* **SHORT TASK 1**
According to the CPU simulator code excerpt, why does the simulator need a program counter?

However, there is one CPU register we do need to simulate: the 'program counter'.
As we move through our program, we need to keep track of where we are up to.
The program counter contains a memory address pointing to the location of the
program instruction we are currently executing.
*/
programCounter: Memory.PROGRAM_START,
/*
We also need to keep track of whether the CPU is running or not. The 'break'
instruction, which is like 'debugger' in Javascript, will be implemented by
setting this to false. This will cause the simulator to stop, but we can still
resume the program
The 'halt' instruction will tell the CPU that we are at the end of the program,
so it should stop executing instructions, and can't be resumed.
*/
running: false,
halted: false,
reset() {
this.programCounter = Memory.PROGRAM_START;
this.halted = false;
this.running = false;
},
/*
Move the program counter forward to the next memory address and return the
opcode or data at that location
*/
advanceProgramCounter() {
if (this.programCounter < Memory.PROGRAM_MEMORY_START || this.programCounter >= Memory.PROGRAM_MEMORY_END) {
throw new Error(`program counter outside valid program memory region at ${this.programCounter}`);
}
return Memory.get(this.programCounter++);
},
/*
We'll set up a mapping between our instruction names and the numerical values
we will turn them into when we assemble the program. It is these numerical
values ('opcodes') which will be interpreted by our simulated CPU as it runs the
program.
*/
instructionsToOpcodes: new Map(),
opcodesToInstructions: new Map(),
/*
Advances through the program by one instruction, getting input from the input
devices (keyboard, mouse), and then executing the instruction. After calling this,
we'll still need to handle writing output to the output devices (screen, audio).

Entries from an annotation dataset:
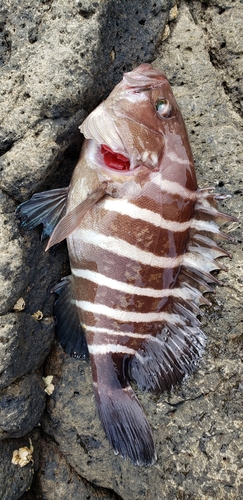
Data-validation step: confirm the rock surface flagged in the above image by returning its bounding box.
[0,0,243,500]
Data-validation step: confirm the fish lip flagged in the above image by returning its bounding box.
[88,139,150,177]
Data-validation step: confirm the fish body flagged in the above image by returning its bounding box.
[18,64,234,465]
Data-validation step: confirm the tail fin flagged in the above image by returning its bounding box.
[91,355,156,466]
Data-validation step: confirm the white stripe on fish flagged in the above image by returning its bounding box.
[75,300,183,325]
[73,228,183,269]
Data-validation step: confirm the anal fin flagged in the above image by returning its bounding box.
[16,188,68,239]
[129,320,205,393]
[52,276,89,359]
[91,354,156,466]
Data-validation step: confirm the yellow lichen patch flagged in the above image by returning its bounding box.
[31,311,44,321]
[12,439,34,467]
[110,49,116,62]
[169,5,178,21]
[162,24,170,41]
[13,297,25,311]
[43,375,55,396]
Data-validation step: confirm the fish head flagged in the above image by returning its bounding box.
[80,63,194,191]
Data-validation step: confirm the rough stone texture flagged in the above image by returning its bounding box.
[0,0,174,500]
[0,437,33,500]
[20,433,118,500]
[0,0,243,500]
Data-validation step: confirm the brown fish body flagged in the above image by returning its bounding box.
[15,64,234,465]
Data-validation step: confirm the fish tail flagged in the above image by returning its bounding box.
[91,355,156,466]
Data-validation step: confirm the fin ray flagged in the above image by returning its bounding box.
[46,181,107,250]
[91,355,156,466]
[16,188,68,239]
[52,276,89,359]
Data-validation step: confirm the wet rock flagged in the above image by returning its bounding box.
[43,4,243,500]
[0,373,46,439]
[0,437,33,500]
[23,438,118,500]
[0,0,173,200]
[0,311,54,389]
[191,0,243,116]
[0,0,243,500]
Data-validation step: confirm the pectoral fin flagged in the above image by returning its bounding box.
[16,188,68,240]
[46,182,107,250]
[52,276,89,359]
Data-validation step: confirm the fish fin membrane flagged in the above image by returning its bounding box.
[128,320,206,393]
[46,181,108,250]
[16,188,68,240]
[52,276,89,359]
[95,385,156,466]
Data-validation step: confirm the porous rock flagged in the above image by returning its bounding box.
[0,0,243,500]
[0,437,33,500]
[0,373,46,439]
[43,4,243,500]
[21,432,118,500]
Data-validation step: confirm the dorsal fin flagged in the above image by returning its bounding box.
[46,181,107,250]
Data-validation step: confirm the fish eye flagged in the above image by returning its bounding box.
[155,99,172,118]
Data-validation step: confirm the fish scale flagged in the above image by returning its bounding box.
[17,64,235,465]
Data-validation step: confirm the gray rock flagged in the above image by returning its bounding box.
[0,310,54,394]
[0,373,46,439]
[43,1,243,500]
[0,437,33,500]
[0,0,173,201]
[0,0,243,500]
[21,432,118,500]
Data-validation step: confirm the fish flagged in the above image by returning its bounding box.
[17,63,236,466]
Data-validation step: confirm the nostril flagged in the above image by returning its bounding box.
[101,144,130,170]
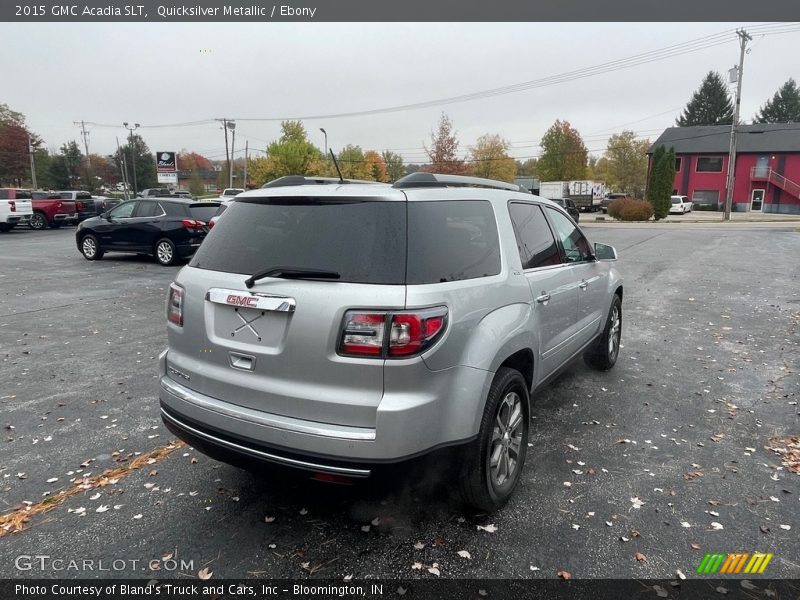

* **SHORT TASK 2**
Switch "flagged" to "marked" in the records across the stretch from the start of the records through the line containing "[91,354,156,466]", changing nothing else. Return only that stretch, and leave the pictures out.

* **RESPONSE 1**
As the program runs, the simulator must keep track of where it is in the program. The program counter does this by holding a memory address that points to the instruction currently being executed.

* **RESPONSE 2**
Data-validation step: confirm the rock surface marked in the above image by returning its bounding box.
[0,0,243,500]
Data-validation step: confirm the fish lip marked in the above image by returning its bounding box.
[88,139,150,177]
Data-validation step: confirm the fish body marked in the above image by returning its bounding box.
[18,64,234,465]
Data-validation step: confirm the tail fin marked in the above image by returning its bounding box.
[91,355,156,466]
Data-validation step: confirm the white stripe on fish marked in the above image by returning its bounding box.
[75,300,183,325]
[73,228,183,269]
Data-validation step: confirm the anal fin marked in the above image by returning its bounding box.
[16,188,68,239]
[129,320,205,393]
[52,276,89,359]
[91,354,156,466]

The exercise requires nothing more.